Repeat each line of the material exactly.

------------------------

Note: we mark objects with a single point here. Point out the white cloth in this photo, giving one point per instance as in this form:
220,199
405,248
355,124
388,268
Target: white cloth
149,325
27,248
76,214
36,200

------------------------

▸ **Task result**:
Note: we mark objects with a single point here. Point out the white cloth in this photo, giving one point per instance as in this form:
220,199
405,248
355,124
388,268
Target: white cloth
149,325
27,248
76,214
36,200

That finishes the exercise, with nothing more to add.